### Exercise details
Each line that includes "rock" must be copied from the records.

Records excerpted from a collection

---

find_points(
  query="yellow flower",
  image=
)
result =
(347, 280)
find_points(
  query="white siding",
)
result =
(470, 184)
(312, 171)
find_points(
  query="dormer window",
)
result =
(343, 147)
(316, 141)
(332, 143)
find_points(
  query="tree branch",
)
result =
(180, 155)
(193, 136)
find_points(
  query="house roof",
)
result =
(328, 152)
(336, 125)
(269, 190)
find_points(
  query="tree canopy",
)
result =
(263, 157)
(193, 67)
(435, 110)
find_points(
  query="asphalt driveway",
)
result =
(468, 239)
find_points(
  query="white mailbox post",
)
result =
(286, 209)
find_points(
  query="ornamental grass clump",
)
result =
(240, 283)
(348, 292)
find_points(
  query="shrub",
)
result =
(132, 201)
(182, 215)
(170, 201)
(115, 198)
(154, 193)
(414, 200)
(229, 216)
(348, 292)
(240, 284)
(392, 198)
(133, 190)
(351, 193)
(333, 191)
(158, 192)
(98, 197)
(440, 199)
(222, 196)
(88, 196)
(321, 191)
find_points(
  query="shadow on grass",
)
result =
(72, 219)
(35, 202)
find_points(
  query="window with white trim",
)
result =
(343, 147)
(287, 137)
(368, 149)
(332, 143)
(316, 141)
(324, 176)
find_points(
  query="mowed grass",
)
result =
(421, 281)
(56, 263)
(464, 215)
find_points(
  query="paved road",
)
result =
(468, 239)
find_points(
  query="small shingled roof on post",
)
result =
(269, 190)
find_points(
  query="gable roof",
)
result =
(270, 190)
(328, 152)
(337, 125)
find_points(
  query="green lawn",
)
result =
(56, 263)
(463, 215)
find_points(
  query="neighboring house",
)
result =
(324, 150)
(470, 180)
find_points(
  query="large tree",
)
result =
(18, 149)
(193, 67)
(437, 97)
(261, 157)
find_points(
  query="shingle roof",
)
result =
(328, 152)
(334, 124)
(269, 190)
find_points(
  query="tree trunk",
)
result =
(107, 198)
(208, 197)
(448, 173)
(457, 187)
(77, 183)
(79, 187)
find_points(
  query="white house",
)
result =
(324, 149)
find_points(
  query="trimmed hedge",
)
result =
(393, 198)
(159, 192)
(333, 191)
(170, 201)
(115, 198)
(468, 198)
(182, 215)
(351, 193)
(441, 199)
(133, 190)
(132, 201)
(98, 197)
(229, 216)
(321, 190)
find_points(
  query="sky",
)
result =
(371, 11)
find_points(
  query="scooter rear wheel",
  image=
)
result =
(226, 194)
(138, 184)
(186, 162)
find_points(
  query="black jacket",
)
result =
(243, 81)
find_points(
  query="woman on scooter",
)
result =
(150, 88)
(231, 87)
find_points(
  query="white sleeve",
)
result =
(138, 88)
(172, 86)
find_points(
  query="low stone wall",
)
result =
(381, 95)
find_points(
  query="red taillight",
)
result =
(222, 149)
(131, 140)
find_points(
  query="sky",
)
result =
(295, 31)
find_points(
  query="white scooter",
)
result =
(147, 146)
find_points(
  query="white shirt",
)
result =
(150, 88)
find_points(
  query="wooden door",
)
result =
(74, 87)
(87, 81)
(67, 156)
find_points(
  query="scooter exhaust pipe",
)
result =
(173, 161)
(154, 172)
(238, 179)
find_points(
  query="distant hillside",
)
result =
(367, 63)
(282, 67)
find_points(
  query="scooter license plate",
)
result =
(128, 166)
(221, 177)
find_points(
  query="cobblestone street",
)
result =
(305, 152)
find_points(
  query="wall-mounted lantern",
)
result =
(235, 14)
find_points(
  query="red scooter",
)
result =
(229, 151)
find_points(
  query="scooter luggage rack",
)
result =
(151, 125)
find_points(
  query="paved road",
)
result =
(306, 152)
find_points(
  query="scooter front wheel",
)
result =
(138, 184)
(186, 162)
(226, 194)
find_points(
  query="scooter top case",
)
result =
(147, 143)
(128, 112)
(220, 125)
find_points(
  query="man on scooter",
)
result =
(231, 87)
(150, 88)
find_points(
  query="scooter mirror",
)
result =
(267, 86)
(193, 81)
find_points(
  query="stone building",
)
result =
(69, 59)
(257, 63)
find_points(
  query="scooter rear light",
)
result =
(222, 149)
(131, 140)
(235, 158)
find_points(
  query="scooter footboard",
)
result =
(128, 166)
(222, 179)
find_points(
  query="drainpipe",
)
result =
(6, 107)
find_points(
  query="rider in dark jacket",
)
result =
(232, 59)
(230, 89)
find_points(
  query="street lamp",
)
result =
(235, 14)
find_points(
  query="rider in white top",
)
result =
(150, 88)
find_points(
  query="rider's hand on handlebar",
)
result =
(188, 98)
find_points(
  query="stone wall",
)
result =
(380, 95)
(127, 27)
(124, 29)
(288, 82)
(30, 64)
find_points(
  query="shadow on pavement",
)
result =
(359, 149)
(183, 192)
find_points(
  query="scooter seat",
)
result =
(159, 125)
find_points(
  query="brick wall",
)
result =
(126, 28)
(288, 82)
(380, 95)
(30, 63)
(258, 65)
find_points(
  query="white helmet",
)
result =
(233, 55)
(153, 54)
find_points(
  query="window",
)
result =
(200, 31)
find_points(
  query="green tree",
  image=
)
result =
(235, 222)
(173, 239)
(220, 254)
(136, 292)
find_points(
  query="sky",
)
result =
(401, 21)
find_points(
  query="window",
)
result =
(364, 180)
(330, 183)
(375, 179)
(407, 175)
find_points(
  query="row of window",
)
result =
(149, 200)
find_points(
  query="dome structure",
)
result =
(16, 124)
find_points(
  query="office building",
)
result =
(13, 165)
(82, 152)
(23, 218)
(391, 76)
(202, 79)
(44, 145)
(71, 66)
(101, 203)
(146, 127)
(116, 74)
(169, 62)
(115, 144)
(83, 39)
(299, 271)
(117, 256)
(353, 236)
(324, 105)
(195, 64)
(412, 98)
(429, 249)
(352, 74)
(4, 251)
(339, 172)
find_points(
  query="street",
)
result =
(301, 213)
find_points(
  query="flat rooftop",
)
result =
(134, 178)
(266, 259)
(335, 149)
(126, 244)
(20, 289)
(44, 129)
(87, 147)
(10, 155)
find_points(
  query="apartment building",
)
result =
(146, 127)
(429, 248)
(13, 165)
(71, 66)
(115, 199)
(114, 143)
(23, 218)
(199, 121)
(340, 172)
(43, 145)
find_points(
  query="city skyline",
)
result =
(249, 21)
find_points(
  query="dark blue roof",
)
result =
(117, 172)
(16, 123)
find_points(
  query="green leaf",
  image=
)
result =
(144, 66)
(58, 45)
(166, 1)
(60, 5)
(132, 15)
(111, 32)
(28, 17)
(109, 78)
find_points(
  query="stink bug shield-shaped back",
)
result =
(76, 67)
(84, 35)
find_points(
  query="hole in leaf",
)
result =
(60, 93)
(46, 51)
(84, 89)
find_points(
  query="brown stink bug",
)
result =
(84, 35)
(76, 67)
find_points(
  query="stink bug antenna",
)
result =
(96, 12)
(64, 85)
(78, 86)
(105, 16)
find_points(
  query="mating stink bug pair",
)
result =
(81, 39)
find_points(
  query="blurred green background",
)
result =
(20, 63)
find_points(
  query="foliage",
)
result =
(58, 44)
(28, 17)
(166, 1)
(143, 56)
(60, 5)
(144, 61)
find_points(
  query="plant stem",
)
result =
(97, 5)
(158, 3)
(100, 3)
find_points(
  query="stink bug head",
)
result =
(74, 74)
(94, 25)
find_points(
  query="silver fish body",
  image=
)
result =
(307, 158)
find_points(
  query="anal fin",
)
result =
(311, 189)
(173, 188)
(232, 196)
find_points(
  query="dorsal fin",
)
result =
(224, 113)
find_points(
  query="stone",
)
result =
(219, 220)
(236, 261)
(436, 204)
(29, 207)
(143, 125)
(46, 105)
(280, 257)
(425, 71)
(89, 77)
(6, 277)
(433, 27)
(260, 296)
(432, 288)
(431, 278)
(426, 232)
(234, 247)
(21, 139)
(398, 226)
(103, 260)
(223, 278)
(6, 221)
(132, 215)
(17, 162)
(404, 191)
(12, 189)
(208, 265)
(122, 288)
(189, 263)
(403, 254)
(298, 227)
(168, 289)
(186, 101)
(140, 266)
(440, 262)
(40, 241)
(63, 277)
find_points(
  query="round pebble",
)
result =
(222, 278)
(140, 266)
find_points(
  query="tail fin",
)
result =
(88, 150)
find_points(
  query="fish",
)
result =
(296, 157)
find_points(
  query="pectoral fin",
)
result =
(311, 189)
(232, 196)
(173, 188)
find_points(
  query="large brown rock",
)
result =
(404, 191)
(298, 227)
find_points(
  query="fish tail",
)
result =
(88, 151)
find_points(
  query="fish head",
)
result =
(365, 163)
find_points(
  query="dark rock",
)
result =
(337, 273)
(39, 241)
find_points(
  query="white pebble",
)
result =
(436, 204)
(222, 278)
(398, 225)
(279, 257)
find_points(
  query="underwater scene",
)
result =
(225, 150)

---

### Exercise solution
  query="large brown rock",
  query="dark rock",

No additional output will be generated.